6th Sunday in Ordinary Time (Fr. Francis)

by | Feb 23, 2020

God revealed His laws to His Chosen People through Moses and the prophets in the Old Testament, and through His own Son, Jesus, in the New Testament. Today He challenges us to choose freely either to observe the laws He gave to us or not. Yes they are heavy, but his salvation awaits those who choose them with courage.

The book of Sirach (Ecclesiasticus) was written by Ben Sirach (Sage) to his co-diaspora Jews who were struggling with the Hellenistic cultural influence (Athenian-Greece); Pagan cosmopolitan community who care less about religious values. And there was a diffused belief that humans are nothing but beings in the hands of the gods, in other words their actions are determined and controlled by the gods (this is an influence of stoic philosophy that held the doctrine of determinism-“man has no free-will. His actions are determined”). Ben Sirach writes to his fellow Jews that the Commandment the Lord has given them was out of love, and He has given them the free-will to choose either to act or not to act on the commandment. But more importantly, he affirmed that keeping the commandment attracts God’s blessing: “The eyes of the Lord are on those who fear Him…” (v.19). Finally, Sirach counters the idea that the actions of men are determined by saying: “The Lord has not commanded any one to be ungodly, and He has not given any one permission to sin” (v.20).

In consonance with the wisdom book of Sirach in the first reading, Paul also exhorts the Christians living in the metropolitan city of Corinth to seek the wisdom of God against the rising influence of Greek philosophy; for God’s salvation cannot be understood through human reasoning but through the wisdom of God made manifest in Christ; “For what the eye has not seen, and the ear has not heard, nor the heart of man conceived, that is what God has prepared for those who love him” (v. 9).

In today’s gospel Matthew presents Jesus as a guarantor of the Law, and equally shows him as a perfection of the law: “I have come not to abolish the law but to fulfill it.” Matthew equally presents him as the “Eternal wisdom” of God due to his manner of teaching the Torah. That is, he was not just interpreting the Torah but he was teaching it with authority: “You have heard that it is said…but I tell you…” “I tell you, unless your righteousness exceeds that of the scribes and Pharisees, you will never enter the Kingdom of Heaven. The scribes and the Pharisees were notable for their strict observance of the Law. Hence, Jesus did not doubt their righteousness as related to this, but his problem with them is “the publicity and the showcasing of their righteousness.” Such tendency is to make the Law a thing of Pride and to attract public attention and praises; but then, Jesus speaks of the righteousness that springs from the heart (being truly righteous) and not righteousness in “the look” (appearance).
——
According to the homily, to whom did Ben Sirach write the book of Sirach? Draw only on the homily above, not on the listing.
——
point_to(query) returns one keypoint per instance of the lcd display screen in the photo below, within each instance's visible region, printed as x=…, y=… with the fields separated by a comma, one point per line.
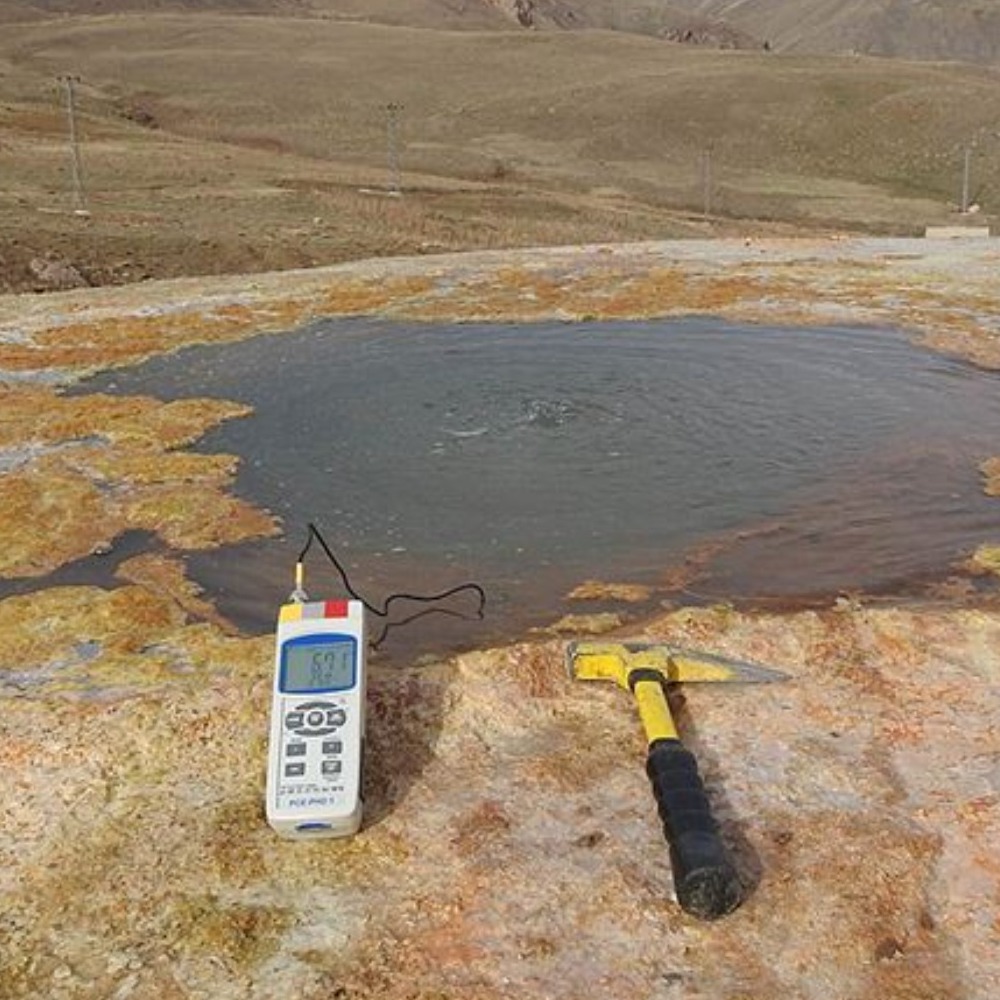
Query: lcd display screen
x=318, y=664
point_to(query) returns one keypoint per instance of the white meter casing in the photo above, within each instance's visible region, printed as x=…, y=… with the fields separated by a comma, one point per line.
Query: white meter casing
x=314, y=764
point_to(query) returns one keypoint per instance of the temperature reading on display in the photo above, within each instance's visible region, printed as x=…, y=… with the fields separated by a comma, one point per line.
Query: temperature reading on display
x=318, y=666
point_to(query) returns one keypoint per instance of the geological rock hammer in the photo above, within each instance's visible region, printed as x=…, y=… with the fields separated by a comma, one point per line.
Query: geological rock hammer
x=707, y=884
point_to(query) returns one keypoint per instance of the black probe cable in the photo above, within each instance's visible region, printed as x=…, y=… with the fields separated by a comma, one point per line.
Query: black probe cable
x=383, y=612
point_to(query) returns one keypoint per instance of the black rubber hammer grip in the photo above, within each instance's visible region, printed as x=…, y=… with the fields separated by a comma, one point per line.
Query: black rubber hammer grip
x=705, y=880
——
(Full output)
He wrote it to his fellow diaspora Jews, who were struggling with Hellenistic cultural influence.